### EXTRAIT SOURCE:
********
Universités camerounaises : un gros malaise

13 Octobre 2010, 06:22am

Publié par Cyrille Ekwalla via Mutations

Etudiants.jpgYaoundé I et II : Les rectorats des lamentations : Les grévistes ont choisi le cœur de l’université pour crier leur ras-le-bol.

Hier était officiellement jour de rentrée universitaire au campus de Ngoa-Ekéllé. Le pas alerte, quelques étudiants, pour la plupart nouveaux, déambulaient ainsi dans l’enceinte de la «mère des universités». Affairés à remplir des formalités administratives, d’autres «Bleus» vont apprendre à leurs dépens, dans divers services, qu’ils ne peuvent pas être servis. Les plus infortunés ont buté sur des portes fermées à double tour. C’est que, le personnel administratif de cette institution académique a décidé hier lundi de mettre à exécution son mot d’ordre de grève, dont le préavis a été expédié le 6 octobre dernier au ministre de l’Enseignement supérieur. Service de la scolarité, bibliothèques, service du courrier, centre des œuvres universitaires, service des logements, service de la documentation, dans les facultés, etc., le travail a été suspendu au grand dam des usagers.
********
### DONNÉES FOURNIES:
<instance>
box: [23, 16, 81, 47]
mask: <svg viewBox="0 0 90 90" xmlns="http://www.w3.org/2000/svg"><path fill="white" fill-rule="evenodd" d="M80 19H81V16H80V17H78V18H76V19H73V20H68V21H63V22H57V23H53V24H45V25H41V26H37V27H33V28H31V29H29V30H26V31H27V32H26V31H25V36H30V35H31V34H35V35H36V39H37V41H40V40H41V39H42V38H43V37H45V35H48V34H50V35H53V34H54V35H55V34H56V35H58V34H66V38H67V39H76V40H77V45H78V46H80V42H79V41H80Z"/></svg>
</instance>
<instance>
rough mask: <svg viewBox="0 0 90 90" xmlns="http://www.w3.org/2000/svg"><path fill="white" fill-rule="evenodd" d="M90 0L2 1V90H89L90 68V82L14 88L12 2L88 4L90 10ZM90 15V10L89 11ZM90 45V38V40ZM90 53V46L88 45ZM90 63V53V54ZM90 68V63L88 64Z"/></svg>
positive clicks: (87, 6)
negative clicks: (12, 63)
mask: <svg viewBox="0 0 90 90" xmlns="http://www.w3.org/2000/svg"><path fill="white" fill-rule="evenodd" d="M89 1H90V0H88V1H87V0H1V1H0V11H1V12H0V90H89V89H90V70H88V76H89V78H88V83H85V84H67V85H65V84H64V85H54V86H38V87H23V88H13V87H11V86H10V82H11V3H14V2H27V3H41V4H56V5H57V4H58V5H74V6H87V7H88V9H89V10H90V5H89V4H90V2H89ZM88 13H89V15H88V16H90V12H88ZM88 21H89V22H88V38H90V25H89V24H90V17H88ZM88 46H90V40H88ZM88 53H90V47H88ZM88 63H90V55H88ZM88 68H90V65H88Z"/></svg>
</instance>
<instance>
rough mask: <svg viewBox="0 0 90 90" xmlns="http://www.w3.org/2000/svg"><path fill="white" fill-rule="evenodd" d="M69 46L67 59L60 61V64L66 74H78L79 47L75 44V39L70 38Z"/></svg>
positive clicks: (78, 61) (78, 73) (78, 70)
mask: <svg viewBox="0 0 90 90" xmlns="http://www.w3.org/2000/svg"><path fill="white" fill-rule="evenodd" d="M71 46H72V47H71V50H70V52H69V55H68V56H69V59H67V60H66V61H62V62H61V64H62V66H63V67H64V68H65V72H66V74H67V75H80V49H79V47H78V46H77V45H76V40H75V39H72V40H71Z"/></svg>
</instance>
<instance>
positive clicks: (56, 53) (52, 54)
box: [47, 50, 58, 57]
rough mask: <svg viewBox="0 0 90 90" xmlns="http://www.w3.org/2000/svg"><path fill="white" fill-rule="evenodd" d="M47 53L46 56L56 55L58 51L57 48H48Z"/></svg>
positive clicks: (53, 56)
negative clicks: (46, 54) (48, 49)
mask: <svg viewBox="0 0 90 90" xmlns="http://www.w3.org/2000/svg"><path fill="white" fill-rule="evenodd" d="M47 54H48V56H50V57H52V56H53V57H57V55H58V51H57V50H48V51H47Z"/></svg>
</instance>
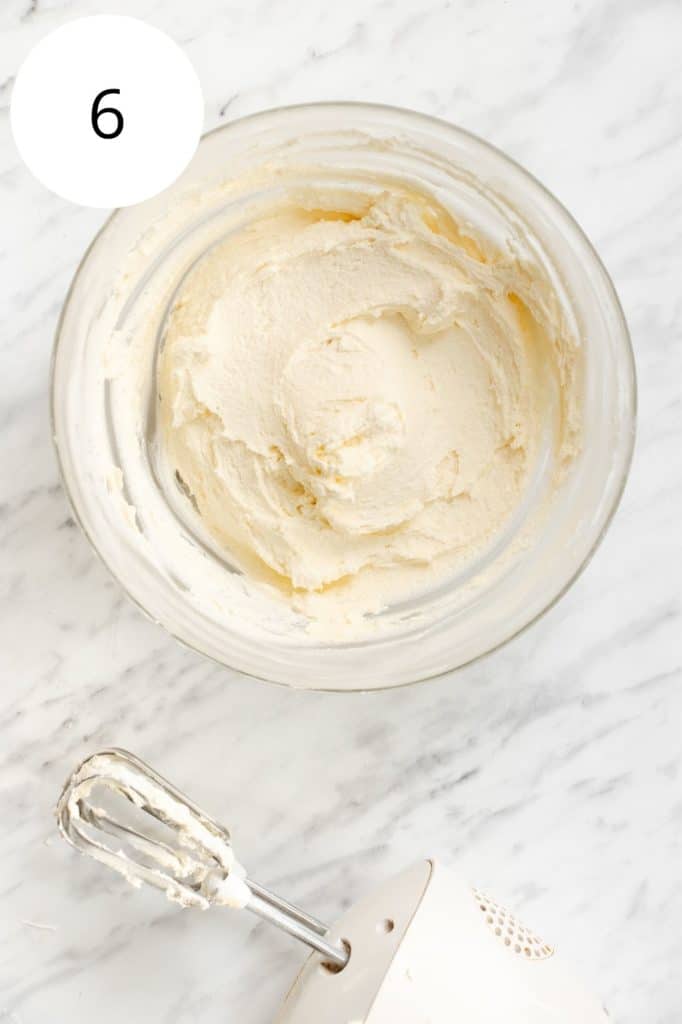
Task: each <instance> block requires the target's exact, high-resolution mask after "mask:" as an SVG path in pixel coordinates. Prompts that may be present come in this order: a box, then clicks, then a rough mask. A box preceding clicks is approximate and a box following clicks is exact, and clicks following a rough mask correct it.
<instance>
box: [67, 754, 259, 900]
mask: <svg viewBox="0 0 682 1024" xmlns="http://www.w3.org/2000/svg"><path fill="white" fill-rule="evenodd" d="M105 794H109V796H112V795H118V796H119V797H123V798H125V800H127V801H129V802H130V803H131V804H133V805H134V806H136V807H138V808H140V809H141V810H142V811H144V812H145V813H146V814H148V815H151V816H152V817H153V818H156V819H157V820H158V821H161V822H163V824H164V825H167V826H168V828H169V829H171V830H172V834H173V836H174V838H175V841H176V844H177V845H175V846H174V845H171V843H170V842H169V839H168V837H167V835H166V837H165V838H164V840H163V841H162V842H159V841H158V839H157V838H156V837H155V836H154V835H153V834H150V835H148V836H147V834H146V833H137V834H136V833H135V831H133V833H131V831H130V830H129V828H127V827H126V822H125V820H123V818H122V817H119V815H114V814H112V812H111V811H110V810H108V809H105V808H102V807H100V806H98V805H97V804H95V803H94V801H95V799H96V795H99V800H101V799H102V795H105ZM56 813H57V819H58V822H59V827H60V829H61V831H62V834H63V836H65V838H66V839H68V840H69V842H71V843H73V844H74V845H75V846H76V847H77V848H78V849H80V850H81V851H83V852H85V853H88V854H89V855H90V856H92V857H94V858H95V860H99V861H100V862H101V863H103V864H105V865H106V866H108V867H111V868H113V869H114V870H115V871H118V872H119V873H120V874H122V876H123V877H124V878H125V879H126V881H127V882H129V883H130V885H132V886H134V887H135V888H139V886H141V885H142V883H146V884H148V885H153V886H155V887H156V888H158V889H162V890H163V891H164V892H165V893H166V896H167V897H168V899H170V900H172V901H173V902H175V903H179V904H180V905H181V906H197V907H201V908H202V909H206V908H207V907H208V906H210V905H211V904H221V905H224V906H232V907H238V908H240V907H244V906H247V904H248V903H249V902H250V900H251V890H250V889H249V886H248V885H247V883H246V881H245V880H246V871H245V870H244V868H243V867H242V865H241V864H240V863H239V862H238V860H237V858H236V857H235V853H233V851H232V848H231V845H230V843H229V836H228V835H227V833H226V831H225V829H224V828H222V827H221V826H220V825H218V824H217V823H216V822H214V821H212V820H211V819H210V818H208V817H207V816H206V815H205V814H204V813H203V812H202V811H200V810H199V809H198V808H194V807H190V806H189V805H188V804H187V803H185V801H184V799H183V798H181V796H180V795H179V794H177V795H176V793H175V791H174V788H173V787H172V786H170V785H168V784H167V783H165V782H163V780H161V779H157V778H156V777H155V776H154V773H153V772H151V771H150V769H147V768H146V766H144V765H141V763H138V762H137V759H136V758H133V757H132V755H127V754H125V753H124V752H108V753H103V754H95V755H93V756H92V757H90V758H88V759H87V760H86V761H84V762H83V764H82V765H81V766H80V767H79V768H78V769H77V771H76V772H74V774H73V775H72V777H71V778H70V779H69V782H68V784H67V786H66V787H65V791H63V793H62V794H61V797H60V799H59V802H58V804H57V809H56Z"/></svg>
********
### SÉRIE DE CONSIGNES:
1 > Indiquez si chacun des énoncés suivants concorde avec l'extrait sur les universités camerounaises, en répondant par oui ou non et en citant les mots décisifs de l'extrait. (a) Le préavis de grève a été adressé au ministre de l'Enseignement supérieur le 6 octobre. (b) Les étudiants qui déambulaient sur le campus étaient pour la plupart des anciens. (c) Les bibliothèques ont continué de fonctionner pendant la grève.
2 > Reproduisez le passage de l'extrait sur les universités camerounaises qui commence à « Publié par Cyrille » et se termine à « crier leur ras-le-bol. ». Actualisez-le en remplaçant « ras-le-bol » par « exaspération ».

### RÉPONSES PAR CONSIGNE:
1 >
(a) Oui : « dont le préavis a été expédié le 6 octobre dernier au ministre de l’Enseignement supérieur ».
(b) Non : « quelques étudiants, pour la plupart nouveaux ».
(c) Non : « bibliothèques » et « le travail a été suspendu au grand dam des usagers ».

2 >
Publié par Cyrille Ekwalla via Mutations

Etudiants.jpgYaoundé I et II : Les rectorats des lamentations : Les grévistes ont choisi le cœur de l’université pour crier leur exaspération.